Reproduce, exactly as they appear, the line containing "Target: person's ear" and every line after it, ending with the last line of the records.

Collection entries

____

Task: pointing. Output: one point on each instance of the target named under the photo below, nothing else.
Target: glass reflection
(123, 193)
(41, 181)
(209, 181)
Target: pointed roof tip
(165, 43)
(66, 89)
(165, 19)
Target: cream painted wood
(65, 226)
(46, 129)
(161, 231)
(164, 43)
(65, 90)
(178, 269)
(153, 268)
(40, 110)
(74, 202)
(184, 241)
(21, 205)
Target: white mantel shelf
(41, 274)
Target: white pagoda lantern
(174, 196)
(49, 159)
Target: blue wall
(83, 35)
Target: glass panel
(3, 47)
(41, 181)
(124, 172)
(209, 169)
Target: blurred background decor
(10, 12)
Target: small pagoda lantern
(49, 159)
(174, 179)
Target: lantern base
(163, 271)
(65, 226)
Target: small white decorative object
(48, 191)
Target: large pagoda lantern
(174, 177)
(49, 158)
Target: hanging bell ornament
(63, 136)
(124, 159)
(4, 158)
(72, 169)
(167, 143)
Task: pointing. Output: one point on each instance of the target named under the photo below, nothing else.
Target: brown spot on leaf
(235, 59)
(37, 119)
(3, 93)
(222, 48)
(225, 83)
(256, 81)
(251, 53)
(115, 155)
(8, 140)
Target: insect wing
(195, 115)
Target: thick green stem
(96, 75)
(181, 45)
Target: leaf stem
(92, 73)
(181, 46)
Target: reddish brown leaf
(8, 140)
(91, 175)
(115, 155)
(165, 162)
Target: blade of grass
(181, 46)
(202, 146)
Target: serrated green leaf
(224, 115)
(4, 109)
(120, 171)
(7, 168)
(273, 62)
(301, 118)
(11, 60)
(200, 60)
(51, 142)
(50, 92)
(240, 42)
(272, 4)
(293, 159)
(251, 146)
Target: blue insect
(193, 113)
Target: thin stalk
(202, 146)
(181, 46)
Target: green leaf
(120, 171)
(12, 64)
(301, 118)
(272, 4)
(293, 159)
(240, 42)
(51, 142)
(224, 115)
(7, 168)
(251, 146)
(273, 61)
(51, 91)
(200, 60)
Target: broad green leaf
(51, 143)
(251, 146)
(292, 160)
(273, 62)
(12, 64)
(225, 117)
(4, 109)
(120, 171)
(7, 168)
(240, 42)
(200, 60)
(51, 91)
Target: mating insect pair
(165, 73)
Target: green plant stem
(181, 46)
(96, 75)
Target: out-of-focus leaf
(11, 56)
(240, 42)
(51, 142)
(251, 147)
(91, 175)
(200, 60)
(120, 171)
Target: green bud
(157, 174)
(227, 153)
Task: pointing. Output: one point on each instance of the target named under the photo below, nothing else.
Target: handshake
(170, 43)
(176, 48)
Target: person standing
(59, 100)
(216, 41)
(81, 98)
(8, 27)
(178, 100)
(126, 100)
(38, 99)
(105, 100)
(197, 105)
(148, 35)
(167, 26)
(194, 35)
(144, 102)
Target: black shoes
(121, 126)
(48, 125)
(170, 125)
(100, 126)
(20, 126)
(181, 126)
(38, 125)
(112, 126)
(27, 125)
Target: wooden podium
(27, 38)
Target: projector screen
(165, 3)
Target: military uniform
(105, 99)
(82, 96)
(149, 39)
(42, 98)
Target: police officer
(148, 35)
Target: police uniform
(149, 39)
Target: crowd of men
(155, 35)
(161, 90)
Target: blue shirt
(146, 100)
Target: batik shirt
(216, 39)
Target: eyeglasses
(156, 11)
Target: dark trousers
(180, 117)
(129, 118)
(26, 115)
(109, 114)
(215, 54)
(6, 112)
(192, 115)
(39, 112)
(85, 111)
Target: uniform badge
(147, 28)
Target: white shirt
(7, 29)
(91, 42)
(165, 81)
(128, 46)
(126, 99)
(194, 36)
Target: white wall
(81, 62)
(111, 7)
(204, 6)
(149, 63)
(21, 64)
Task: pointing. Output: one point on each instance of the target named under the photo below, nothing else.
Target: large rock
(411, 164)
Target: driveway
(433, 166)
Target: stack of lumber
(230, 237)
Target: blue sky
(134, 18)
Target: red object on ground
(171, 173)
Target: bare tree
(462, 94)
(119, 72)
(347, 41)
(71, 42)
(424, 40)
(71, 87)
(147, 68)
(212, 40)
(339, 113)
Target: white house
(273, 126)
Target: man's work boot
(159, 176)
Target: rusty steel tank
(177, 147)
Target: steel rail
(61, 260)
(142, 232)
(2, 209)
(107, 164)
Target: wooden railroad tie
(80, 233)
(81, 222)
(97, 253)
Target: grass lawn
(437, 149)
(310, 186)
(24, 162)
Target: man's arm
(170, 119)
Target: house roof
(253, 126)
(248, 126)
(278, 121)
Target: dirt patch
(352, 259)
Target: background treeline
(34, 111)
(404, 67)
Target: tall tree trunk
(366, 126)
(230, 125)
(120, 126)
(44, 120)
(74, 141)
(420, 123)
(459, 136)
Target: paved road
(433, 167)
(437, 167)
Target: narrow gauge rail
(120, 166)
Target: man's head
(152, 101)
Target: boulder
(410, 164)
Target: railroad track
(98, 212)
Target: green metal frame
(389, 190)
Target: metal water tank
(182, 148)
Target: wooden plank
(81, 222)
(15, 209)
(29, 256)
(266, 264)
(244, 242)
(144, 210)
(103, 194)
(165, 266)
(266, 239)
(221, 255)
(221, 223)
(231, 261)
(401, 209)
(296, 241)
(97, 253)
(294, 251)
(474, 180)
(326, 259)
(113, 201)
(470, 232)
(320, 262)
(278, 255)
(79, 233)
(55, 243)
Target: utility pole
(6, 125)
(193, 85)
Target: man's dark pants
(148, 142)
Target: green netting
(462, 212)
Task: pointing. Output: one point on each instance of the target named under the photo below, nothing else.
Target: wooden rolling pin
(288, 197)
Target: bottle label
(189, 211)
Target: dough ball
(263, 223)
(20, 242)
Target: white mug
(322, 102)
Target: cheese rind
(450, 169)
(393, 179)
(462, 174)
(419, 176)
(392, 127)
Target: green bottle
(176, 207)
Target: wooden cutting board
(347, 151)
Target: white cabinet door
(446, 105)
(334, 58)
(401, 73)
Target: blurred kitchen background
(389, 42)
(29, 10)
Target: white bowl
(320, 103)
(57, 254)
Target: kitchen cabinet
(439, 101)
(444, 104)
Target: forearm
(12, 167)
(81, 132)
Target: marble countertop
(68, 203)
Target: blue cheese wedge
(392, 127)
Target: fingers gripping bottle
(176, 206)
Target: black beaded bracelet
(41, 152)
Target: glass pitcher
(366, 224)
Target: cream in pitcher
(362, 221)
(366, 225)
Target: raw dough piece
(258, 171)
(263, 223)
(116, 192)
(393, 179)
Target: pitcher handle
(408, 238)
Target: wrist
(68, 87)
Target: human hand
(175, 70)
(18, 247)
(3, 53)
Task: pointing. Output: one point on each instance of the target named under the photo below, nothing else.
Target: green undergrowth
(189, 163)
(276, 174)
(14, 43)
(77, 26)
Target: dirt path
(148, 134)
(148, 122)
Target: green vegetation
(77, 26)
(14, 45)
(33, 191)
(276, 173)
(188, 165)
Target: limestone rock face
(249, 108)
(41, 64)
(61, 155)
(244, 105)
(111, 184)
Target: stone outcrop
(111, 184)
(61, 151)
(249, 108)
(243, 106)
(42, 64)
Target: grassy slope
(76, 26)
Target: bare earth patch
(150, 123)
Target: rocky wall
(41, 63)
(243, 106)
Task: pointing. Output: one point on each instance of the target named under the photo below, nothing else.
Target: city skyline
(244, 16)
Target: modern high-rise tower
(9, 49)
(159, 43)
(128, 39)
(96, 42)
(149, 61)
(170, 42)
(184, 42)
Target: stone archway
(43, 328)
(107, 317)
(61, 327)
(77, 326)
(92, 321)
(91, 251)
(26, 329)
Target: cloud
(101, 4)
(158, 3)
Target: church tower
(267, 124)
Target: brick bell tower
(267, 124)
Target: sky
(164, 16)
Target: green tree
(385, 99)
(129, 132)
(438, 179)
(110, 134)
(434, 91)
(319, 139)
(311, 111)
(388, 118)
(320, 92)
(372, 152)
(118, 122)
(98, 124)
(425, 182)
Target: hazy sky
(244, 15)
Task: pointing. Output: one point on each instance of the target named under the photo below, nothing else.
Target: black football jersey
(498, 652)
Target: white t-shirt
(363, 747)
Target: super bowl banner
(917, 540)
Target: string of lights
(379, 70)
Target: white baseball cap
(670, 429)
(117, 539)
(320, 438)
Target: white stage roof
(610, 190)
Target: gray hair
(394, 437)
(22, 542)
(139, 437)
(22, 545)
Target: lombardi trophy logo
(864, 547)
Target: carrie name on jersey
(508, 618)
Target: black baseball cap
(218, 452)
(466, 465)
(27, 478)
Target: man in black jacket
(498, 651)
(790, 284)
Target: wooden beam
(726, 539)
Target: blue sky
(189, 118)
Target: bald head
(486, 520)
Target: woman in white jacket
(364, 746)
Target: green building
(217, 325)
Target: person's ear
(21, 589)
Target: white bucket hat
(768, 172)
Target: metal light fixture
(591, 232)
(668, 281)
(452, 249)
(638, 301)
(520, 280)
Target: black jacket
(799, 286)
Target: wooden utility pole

____

**RESPONSE TO THE EXERCISE**
Target: person's ear
(21, 589)
Target: white bucket hat
(768, 172)
Target: metal light fixture
(591, 232)
(668, 281)
(452, 249)
(638, 301)
(520, 280)
Target: black jacket
(799, 286)
Target: wooden utility pole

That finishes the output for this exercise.